Watching the candidate in action, you can also find yourself pondering all sorts of unanswerable questions about the difference between campaigning and governing. What if the guy just knows how to give a good speech? Is he decisive? Seasoned? Ready?

The Clintons have been pouncing on this vulnerability with a vengeance. "In theory," Bill Clinton suggested to Charlie Rose, "we could find someone who is a gifted television commentator."

At one point in Obama's performance I glance at an email from the Giuliani campaign hailing a new campaign commercial.

"A nuclear power in chaos. Madmen bent on creating it. Leaders assassinated. Democracy attacked. And Osama bin Laden still making threats. In a world where the next crisis is a moment away… America needs a leader who's ready."

The video is a rabid collage of explosions and assassinations, ending with the image of the Trade Towers after the attack. Its excesses aside, it makes you wonder how Obama would survive a Republican onslaught on his credentials.

I raise the issue with one of Obama's fans, an attorney named Lee Courier. "I'm not caught up in the experience trap," she says. "Kennedy didn't have experience. And look at some of those who did, and who failed.

"I think this is a time for inspiration," she says. "And this is a guy who's really inspiring me."

Tonight, we may learn how far inspiration can take you.

• SUPPLIED DATA:
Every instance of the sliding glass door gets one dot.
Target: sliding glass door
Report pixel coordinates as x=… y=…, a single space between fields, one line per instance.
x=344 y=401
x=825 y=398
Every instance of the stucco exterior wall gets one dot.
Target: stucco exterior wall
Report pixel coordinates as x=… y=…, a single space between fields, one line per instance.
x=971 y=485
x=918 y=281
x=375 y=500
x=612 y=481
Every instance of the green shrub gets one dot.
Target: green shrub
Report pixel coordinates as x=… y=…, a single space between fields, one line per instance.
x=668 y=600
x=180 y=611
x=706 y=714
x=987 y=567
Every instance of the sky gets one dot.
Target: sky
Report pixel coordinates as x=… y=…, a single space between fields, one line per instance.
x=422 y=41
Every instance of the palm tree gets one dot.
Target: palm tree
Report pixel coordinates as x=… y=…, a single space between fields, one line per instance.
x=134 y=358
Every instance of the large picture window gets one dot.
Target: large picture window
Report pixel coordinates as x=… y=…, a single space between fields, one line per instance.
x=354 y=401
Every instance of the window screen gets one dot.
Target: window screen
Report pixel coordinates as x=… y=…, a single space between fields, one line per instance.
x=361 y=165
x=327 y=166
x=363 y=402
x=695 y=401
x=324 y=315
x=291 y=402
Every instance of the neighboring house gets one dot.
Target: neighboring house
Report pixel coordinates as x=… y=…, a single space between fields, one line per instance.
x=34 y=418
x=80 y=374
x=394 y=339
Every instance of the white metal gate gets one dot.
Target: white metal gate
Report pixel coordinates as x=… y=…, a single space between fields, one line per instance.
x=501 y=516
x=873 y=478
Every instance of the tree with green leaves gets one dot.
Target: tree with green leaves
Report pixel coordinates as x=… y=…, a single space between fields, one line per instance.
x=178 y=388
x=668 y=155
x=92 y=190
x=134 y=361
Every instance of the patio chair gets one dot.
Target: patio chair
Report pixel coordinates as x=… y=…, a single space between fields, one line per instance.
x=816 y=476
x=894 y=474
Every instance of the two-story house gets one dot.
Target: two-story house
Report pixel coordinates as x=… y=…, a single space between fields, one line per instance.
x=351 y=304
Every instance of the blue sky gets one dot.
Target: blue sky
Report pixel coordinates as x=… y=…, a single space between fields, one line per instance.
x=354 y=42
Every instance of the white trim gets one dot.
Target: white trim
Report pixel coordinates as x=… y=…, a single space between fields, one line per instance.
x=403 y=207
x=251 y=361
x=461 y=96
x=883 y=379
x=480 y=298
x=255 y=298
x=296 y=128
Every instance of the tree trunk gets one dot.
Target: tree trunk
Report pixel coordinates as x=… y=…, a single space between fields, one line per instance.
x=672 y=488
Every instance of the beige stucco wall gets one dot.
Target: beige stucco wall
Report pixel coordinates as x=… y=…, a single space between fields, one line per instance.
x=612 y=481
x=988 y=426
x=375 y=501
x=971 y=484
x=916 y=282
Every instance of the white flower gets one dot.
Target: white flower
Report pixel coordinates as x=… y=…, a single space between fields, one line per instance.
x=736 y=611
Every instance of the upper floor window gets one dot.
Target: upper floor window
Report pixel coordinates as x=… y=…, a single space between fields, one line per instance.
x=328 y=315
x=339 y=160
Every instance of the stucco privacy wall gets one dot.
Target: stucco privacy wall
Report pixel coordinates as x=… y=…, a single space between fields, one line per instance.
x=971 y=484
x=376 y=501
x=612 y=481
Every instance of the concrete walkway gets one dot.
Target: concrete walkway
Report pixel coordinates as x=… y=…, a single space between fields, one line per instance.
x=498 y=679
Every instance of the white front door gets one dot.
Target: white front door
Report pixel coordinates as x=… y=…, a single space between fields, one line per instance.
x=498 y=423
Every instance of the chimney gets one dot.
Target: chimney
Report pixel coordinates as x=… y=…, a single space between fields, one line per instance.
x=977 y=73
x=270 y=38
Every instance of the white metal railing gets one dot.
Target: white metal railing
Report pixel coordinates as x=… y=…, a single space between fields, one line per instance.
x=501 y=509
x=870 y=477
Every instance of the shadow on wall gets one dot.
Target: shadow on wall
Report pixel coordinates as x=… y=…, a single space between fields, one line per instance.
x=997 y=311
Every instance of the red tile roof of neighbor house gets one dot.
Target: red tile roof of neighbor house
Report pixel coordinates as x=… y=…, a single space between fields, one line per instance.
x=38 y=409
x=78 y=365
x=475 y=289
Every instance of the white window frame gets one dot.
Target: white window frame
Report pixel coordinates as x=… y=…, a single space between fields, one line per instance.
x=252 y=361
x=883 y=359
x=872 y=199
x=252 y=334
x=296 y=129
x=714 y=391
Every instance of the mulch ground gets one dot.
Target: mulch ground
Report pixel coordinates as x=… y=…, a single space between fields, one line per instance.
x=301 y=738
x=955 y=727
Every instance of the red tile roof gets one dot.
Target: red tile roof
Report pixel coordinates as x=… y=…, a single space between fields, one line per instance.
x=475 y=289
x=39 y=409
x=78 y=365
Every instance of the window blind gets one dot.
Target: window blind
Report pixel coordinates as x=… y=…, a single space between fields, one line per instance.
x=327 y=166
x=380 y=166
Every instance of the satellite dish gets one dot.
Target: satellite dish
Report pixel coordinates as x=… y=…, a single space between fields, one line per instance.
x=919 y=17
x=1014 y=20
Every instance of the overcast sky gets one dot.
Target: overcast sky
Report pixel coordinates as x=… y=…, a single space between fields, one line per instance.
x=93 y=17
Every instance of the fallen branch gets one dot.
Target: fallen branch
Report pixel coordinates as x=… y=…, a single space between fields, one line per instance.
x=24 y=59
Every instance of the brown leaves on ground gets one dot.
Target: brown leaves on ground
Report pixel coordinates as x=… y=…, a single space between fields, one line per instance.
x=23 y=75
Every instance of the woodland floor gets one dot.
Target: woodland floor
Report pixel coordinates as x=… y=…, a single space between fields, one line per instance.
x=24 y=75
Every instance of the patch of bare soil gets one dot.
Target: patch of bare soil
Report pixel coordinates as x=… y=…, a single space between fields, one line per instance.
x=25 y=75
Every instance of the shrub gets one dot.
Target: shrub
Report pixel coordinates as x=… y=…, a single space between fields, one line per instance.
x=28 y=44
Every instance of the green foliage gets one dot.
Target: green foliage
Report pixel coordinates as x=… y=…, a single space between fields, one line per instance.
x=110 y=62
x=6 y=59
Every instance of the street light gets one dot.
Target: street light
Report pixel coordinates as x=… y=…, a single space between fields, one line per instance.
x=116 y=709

• TASKS AND EXERCISES:
(1) Put this sentence from the Obama campaign passage into Spanish: "The Clintons have been pouncing on this vulnerability with a vengeance."
(2) Return the part of the Obama campaign passage starting with "The video is" and going on through "on his credentials.", word for word.
None of the data above is needed.

• SOLUTIONS IN ORDER:
(1) Los Clinton se han estado lanzando sobre esta vulnerabilidad con saña.

(2)
The video is a rabid collage of explosions and assassinations, ending with the image of the Trade Towers after the attack. Its excesses aside, it makes you wonder how Obama would survive a Republican onslaught on his credentials.